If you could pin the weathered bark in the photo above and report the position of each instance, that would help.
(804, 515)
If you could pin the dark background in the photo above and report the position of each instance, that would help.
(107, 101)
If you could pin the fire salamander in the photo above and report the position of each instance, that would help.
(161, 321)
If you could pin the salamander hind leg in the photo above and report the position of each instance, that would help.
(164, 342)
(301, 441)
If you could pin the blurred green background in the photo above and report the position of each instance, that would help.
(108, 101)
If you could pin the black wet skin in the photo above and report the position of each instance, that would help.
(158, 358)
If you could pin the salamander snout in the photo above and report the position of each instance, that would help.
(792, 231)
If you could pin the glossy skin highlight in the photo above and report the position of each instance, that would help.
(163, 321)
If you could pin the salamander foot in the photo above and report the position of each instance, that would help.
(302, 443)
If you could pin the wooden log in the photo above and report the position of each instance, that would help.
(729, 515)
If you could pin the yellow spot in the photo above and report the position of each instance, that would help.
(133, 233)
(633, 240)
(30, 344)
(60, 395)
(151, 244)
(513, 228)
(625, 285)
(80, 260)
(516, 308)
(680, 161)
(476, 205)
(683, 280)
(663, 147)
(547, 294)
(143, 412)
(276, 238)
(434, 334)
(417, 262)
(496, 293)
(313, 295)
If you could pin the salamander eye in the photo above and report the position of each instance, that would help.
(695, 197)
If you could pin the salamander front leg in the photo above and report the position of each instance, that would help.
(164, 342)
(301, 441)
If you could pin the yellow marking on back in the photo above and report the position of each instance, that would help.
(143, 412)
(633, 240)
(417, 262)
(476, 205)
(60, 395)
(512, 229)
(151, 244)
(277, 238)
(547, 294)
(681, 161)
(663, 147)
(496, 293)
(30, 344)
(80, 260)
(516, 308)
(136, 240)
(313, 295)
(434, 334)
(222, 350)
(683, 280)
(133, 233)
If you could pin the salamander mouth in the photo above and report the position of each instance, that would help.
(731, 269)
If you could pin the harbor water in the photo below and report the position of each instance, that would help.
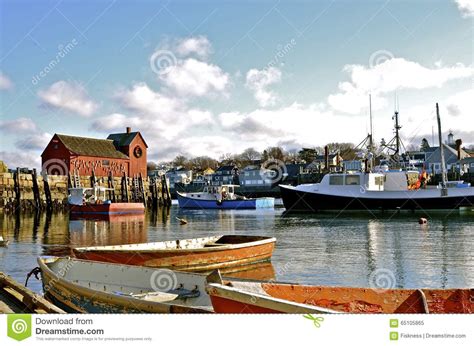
(341, 249)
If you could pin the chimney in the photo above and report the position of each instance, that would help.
(458, 147)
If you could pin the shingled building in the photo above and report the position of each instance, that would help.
(119, 153)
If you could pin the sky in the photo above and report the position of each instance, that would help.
(215, 77)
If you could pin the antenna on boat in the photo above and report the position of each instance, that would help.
(444, 190)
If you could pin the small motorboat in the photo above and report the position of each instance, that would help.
(221, 197)
(94, 287)
(87, 202)
(271, 297)
(199, 254)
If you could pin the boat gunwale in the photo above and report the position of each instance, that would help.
(215, 248)
(184, 195)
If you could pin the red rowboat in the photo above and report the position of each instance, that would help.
(267, 297)
(200, 254)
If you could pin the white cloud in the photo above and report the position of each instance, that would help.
(192, 77)
(5, 82)
(69, 97)
(391, 75)
(199, 45)
(466, 7)
(166, 122)
(20, 125)
(259, 80)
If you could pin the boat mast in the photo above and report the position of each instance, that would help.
(444, 190)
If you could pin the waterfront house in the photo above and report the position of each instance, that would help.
(319, 163)
(467, 164)
(120, 153)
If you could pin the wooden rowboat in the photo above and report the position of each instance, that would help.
(200, 254)
(267, 297)
(96, 287)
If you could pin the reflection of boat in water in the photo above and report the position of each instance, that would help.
(3, 242)
(221, 197)
(115, 218)
(262, 271)
(95, 287)
(93, 201)
(229, 296)
(199, 254)
(378, 190)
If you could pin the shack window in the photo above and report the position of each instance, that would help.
(352, 180)
(336, 180)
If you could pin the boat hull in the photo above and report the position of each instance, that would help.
(287, 298)
(303, 201)
(74, 297)
(107, 209)
(253, 203)
(197, 260)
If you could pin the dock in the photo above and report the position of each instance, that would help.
(16, 298)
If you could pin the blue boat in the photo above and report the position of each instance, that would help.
(221, 197)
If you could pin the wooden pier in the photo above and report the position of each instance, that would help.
(16, 298)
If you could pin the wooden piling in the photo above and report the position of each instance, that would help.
(93, 179)
(47, 193)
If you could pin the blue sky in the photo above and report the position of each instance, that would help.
(213, 77)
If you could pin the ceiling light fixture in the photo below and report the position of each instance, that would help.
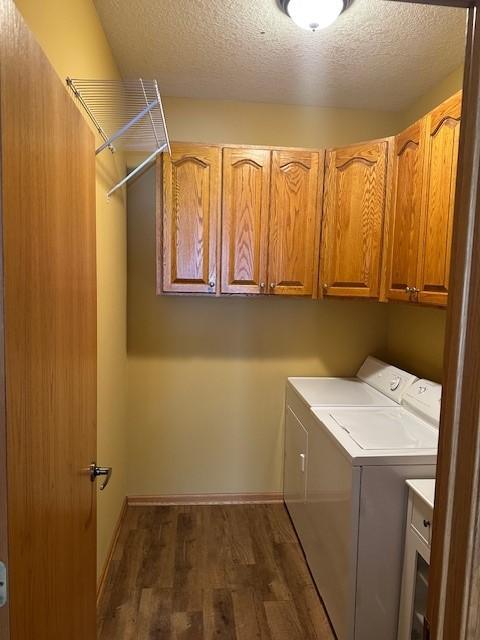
----
**Prompt**. Output the listing above exactly, but leave its pictures behind.

**Written solution**.
If you could pin the weathered bark in the photo above and report the position of each instance, that would help.
(804, 515)
If you could pin the dark background in the photo above and report the position of each instance, that would help.
(107, 101)
If you could pin the fire salamander in the photo above and report the position of each instance, that would help.
(161, 321)
If you could pin the salamander hind leg in the photo above and report the position of each instance, that would help.
(164, 342)
(301, 441)
If you could pin the blurred green background in the photo above and report the position of each instance, that would help.
(108, 101)
If you could pin the black wet skin in the photo above and report the position of each instance, that would help.
(158, 358)
If you could pin the salamander snout in the photo above and report the position of each instance, that would help.
(792, 231)
If you could pin the glossy skin highlight in the photo above and report the position of each instance, that would help.
(163, 321)
If you could pin the salamander foot in the photo above and report the position of each instance, that would help.
(302, 443)
If you could pin the wooden log in the photo above and report the position of each instance, that would help.
(729, 515)
If you could pin the yellow spot in the photo above and report the position of each instance, that would help.
(133, 233)
(633, 240)
(30, 344)
(60, 395)
(151, 244)
(513, 228)
(625, 285)
(80, 260)
(516, 308)
(680, 161)
(476, 205)
(683, 280)
(663, 147)
(547, 294)
(143, 412)
(276, 238)
(434, 334)
(417, 262)
(496, 293)
(313, 295)
If you could pin the salamander eye in the photo above and report the position of each instance, that would help.
(695, 197)
If you could pin the salamander front leg in the photo above and report the position of each instance, that would help.
(164, 342)
(301, 441)
If you could pin the yellow marking on back in the photo above and report the position of each instance, that would help.
(143, 412)
(633, 240)
(417, 262)
(476, 205)
(60, 395)
(512, 229)
(151, 244)
(277, 238)
(547, 294)
(681, 161)
(663, 147)
(496, 293)
(30, 344)
(80, 260)
(516, 308)
(136, 240)
(313, 295)
(434, 334)
(222, 350)
(683, 280)
(133, 233)
If you could pin the salamander mouth in the photo above and report the position of each instance, that would help.
(731, 269)
If you could pin the harbor water in the photo below and report the position of each instance, that would help.
(341, 249)
If you could pin the chimney in the photo above and report the position of each instance, that would help.
(458, 147)
If you could pin the shingled building in the photo above and report the position of each instance, that would help.
(119, 153)
If you could pin the sky in the photo above and report the position of each instance, that would help.
(215, 77)
If you could pin the antenna on boat in the photo above and report the position of each instance, that would help.
(444, 190)
If you could pin the small motorboat in the photo above and report the position of each instance, that would help.
(221, 197)
(94, 287)
(87, 202)
(271, 297)
(199, 254)
If you could pin the boat gunwale in the photo above and report the position of each instance, that would help.
(215, 248)
(184, 195)
If you could pin the red rowboat in the photo above and report the position of each instance, that would help.
(267, 297)
(200, 254)
If you could pin the white cloud in the photo above and report the position of each instance, that would help.
(192, 77)
(5, 82)
(69, 97)
(391, 75)
(199, 45)
(466, 7)
(166, 122)
(20, 125)
(259, 80)
If you could pin the boat mast in the photo above and report the position of each instance, that would help.
(444, 190)
If you could pin the waterfront house in the photo above and report the position of each instance, that would help.
(319, 163)
(467, 164)
(120, 153)
If you could pin the wooden rowboat in the photo above and report the position of each instance, that would help.
(200, 254)
(267, 297)
(96, 287)
If you could pin the reflection of boat in water in the photo above and report the position of each instance, that would help.
(3, 242)
(221, 197)
(115, 218)
(262, 271)
(95, 287)
(93, 201)
(229, 296)
(199, 254)
(378, 190)
If you could pin the shack window in the photo above and report the position of each instance, that would help.
(352, 180)
(336, 180)
If you could pin the boat hull in the photo above and report the position of each instance, that would help.
(287, 298)
(303, 201)
(74, 297)
(107, 209)
(253, 203)
(197, 260)
If you could pin the dock in the photo above and report the position of each instance, that would help.
(16, 298)
If you could pin the blue boat in the photo above and report the position of each instance, that would help.
(221, 197)
If you could pin the wooden pier in the photo above and report the position of each instance, that would help.
(16, 298)
If you could pin the wooden piling in the photo above and report the position of each instance, that would help.
(93, 179)
(47, 193)
If you could pin the blue sky in the photo above and report the position of each instance, that would help.
(213, 77)
If you could pin the ceiling light fixture in the photo below and report the position of each instance, that would help.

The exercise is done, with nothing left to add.